Given exercise = Skip the pictures. Repeat everything else in the records word for word.

(Items from a dataset)
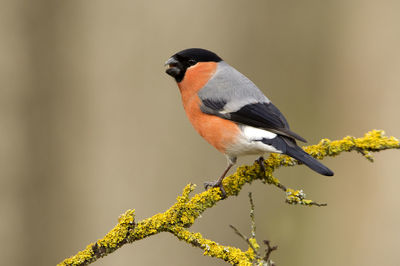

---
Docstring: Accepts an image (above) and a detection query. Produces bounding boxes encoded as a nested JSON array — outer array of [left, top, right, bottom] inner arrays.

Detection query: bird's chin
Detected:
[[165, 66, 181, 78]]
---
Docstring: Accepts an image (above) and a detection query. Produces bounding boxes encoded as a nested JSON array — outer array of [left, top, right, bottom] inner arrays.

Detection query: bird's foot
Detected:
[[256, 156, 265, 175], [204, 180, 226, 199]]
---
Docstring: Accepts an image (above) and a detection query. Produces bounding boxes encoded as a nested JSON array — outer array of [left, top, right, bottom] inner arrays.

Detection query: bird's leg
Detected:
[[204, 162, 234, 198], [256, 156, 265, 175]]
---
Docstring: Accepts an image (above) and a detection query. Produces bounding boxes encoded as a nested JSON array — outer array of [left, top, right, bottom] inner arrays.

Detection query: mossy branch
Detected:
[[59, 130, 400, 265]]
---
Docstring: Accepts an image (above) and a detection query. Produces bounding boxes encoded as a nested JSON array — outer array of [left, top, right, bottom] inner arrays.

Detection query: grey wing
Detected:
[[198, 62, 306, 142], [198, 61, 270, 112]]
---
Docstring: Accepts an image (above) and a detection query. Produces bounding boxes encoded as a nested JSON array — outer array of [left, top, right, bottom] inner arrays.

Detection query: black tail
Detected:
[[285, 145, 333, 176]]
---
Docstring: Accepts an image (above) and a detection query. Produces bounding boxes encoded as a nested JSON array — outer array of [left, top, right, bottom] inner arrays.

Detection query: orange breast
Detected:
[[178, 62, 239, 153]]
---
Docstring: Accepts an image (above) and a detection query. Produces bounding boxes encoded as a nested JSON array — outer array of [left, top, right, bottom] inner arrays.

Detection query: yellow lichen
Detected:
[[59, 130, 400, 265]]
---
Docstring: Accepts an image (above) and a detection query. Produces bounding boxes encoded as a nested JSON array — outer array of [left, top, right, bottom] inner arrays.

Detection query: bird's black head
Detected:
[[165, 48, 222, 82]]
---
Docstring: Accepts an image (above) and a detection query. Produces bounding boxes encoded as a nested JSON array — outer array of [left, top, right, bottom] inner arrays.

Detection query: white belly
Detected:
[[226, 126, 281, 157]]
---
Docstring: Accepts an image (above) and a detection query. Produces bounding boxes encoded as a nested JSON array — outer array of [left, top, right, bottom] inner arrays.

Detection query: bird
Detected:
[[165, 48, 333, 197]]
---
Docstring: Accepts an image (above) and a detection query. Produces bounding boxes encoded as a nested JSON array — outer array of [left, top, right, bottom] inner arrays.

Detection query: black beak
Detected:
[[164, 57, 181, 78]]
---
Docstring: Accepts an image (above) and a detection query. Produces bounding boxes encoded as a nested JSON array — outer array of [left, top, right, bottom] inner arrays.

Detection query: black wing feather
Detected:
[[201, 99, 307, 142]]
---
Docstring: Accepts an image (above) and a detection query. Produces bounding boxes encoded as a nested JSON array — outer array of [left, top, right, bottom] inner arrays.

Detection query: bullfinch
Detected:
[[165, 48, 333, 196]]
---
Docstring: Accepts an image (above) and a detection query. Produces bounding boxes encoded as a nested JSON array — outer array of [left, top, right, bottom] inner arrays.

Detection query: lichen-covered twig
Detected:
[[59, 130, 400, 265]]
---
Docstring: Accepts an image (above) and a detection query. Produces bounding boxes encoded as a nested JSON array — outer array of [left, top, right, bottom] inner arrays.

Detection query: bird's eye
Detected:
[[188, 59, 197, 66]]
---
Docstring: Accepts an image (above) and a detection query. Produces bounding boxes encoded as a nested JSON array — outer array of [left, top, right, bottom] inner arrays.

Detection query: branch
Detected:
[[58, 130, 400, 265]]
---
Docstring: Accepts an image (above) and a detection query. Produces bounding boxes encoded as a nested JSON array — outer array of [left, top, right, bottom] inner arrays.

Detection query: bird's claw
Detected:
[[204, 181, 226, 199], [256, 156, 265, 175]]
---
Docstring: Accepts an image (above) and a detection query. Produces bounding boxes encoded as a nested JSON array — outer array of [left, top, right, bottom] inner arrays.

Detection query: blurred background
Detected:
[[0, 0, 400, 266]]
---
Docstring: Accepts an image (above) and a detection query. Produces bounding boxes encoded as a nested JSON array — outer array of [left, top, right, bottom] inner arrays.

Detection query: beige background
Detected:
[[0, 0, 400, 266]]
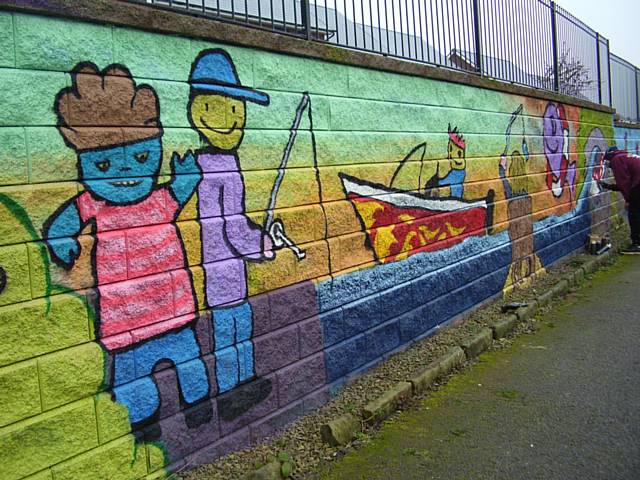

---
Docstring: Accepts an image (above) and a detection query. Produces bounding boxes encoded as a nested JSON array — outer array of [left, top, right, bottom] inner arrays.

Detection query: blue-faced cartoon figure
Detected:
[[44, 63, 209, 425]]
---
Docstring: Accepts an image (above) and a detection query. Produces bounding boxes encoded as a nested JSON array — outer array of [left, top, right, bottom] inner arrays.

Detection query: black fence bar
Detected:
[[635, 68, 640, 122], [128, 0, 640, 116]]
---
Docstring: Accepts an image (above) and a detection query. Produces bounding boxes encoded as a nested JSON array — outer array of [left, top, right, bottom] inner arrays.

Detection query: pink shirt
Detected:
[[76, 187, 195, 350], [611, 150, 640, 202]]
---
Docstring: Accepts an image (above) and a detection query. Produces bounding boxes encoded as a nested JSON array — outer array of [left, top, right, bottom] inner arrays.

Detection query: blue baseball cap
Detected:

Task answer =
---
Docstring: Accepts an image (above) and a detection query. Produces bounding boxes encoded as a nested JSON array — outer array of [left, top, right, bottom] inner arrays.

Detection query: bird's chin
Detected:
[[165, 66, 181, 78]]
---
Docstring: Accepts an image (above) and a detection query. Produces bounding boxes encoded as a nested JSON array — outer array of [left, top, right, bottom] inner arrays.

Detection query: bird's foot
Detected:
[[256, 156, 265, 175], [204, 180, 226, 199]]
---
Docstring: Accepts an image (above) and a detection query. Produces bounding boxes encoded as a nested JSON array — outer array of [left, top, right, bottom] inner arrays.

Detection query: bird's leg
Detected:
[[204, 162, 234, 198], [256, 156, 265, 175]]
---
Docstring: Accepts an image (above) and a detection query. Produces bounding boxes encoded as a nested JSON array — outer array of [left, top, right, bottom] inner arrays.

Detection query: mossy branch
Detected:
[[59, 130, 400, 265]]
---
Docstring: Accepts an image (above) and a detection query. Produces bounding boxes encoded as a nested JSON array — outer array of [left, top, right, bottom] inner arrays.

Detection query: grey wing
Detected:
[[198, 62, 306, 142], [198, 61, 270, 112]]
---
Docstring: Accepts an image (above) and a detection query. Produces bounding boxes encoded as a nested JSON array — outer array of [left, top, right, bottom] inner arrays.

Detection query: black tail
Detected:
[[285, 145, 333, 176]]
---
Docstring: Accepts an image (above) and a detection query. Produces bounding boxes encoded as a nested JSON array — outer array of [left, top, right, bottom] inner arrays.

Detection query: orange breast
Detected:
[[178, 62, 239, 153]]
---
Docstring: Accepts an image (above) and a detection query. Produces bounding boxes encoded as a nested JSON array — outer array of [left, top, right, bottom] inner arrays.

Detection query: yellow lichen
Detected:
[[59, 130, 400, 265]]
---
Docstring: Accepts an image (above) and a detection query. Produces bounding boxes encoded as a nested JSON array — outer array of [left, top, right, bottom] inner arrays.

Detection query: bird's black head
Detected:
[[165, 48, 222, 82]]
---
Docstring: Accepts an image (above) and a detection query. Produces bounding boxes encoded as a nested JSON array — outer array of [left, top, right, bottom] inner arrays.

Detection query: white belly
Detected:
[[226, 126, 281, 157]]
---
Docstring: Accepts an image (above) and a detection query. Produces bounding boxes encoded as a nested JSON array — outer array of [left, top, right, bottom] inner arrays.

Detection query: bird
Detected:
[[165, 48, 333, 197]]
---
Docstring: Accepts an image (above) and a detection query. Produces bounding boxes encoded as a nested JSON array — outer array of [left, top, right, bottom] inner arrays.

Detection query: black beak
Detected:
[[164, 57, 181, 78]]
---
Docstring: Accepts an image (above) and a detection query. Produces bounding boxes encoded as a nested JSON array — outer array of [left, top, right, bottom] inner arrays.

Detection query: black wing feather
Detected:
[[201, 99, 307, 142]]
---
Docstring: Accepts an image (above) and a detection query. Produces bounding boxes encoded as a nested JSON array — outer array of [left, top, right, bottom] inner arrays.

Detection query: bullfinch
Detected:
[[165, 48, 333, 196]]
---
Docstring: Accepts an image (above) and a detection query. Produces bounding boxes encoded as a nested JSON array — outer array of [left, top, right, bottom] inner arrays.

Detection query: lichen-covered twig
Detected:
[[59, 130, 400, 265]]
---
Docstring: Accepts an image (above) and a detection query. Produces bounding boxes encoded as a nested JSON array — outer array of [left, top, right, bottom] inner arrays.

Detection query: bird's eye
Detected:
[[188, 59, 197, 66]]
---
Docstring: Accepts an image (above) and a detection query. Produces bounding boxes encoded as a nested JSON array — outer array of [left, top, right, bottom] inner arrays.

Detection query: branch
Detected:
[[58, 130, 400, 265]]
---
Docstring: Accepts an image (above) and a detection query. Produces bounding boxes encoded as a nested JSON array — outer array of [left, top, right, bottom] inner arrays.

Detection query: bird's claw
Detected:
[[204, 181, 226, 199], [256, 156, 265, 175]]
---
Docstring: Accepts an image (above) and a detection query. Produces bounding boxes encoded as a nested JSON array — outer array of [left, top, right, bottom] inner arrays.

Detection query: blurred background
Detected:
[[0, 0, 400, 266]]
---
Docstring: Accepts an image (above) and a detection query. Produces bounding boxes encoded as a nested JSON array — outer array of [left, top, right, bottom] inner arrays.

Detection query: beige background
Detected:
[[0, 0, 400, 266]]

---
Docstring: Accepts an image (above) and a detection query. Produces bounding boxes encoded as a nested JSON array — outer array of [left, top, right, bottom] inner arrays.

Detection query: blue-faced cartoon figure
Detected:
[[44, 63, 209, 425]]
---
Docstring: Accepts an image (above) and a detection query. Produces bounding boxes encoded as a nested JSON array — outer array of [left, top, right, bottom] inner arrays.

Detection query: black fence bar
Detected:
[[635, 68, 640, 122], [128, 0, 640, 116]]
---
Docstring: Accepts an image (above) and a detection query. Produces bounding boxes encoded as a nested JSON array — outer array of [left, top, right, bottom] inner arrays.

Detection query: pink shirt
Detected:
[[76, 187, 195, 350], [611, 150, 640, 202]]
---
Docstring: Accepts an image (above) and a detection query. Produces bounding boxes encoded as a nested JSON array — outer array of [left, top, right, bottom] inner arrays.

Detection query: blue baseball cap
Detected:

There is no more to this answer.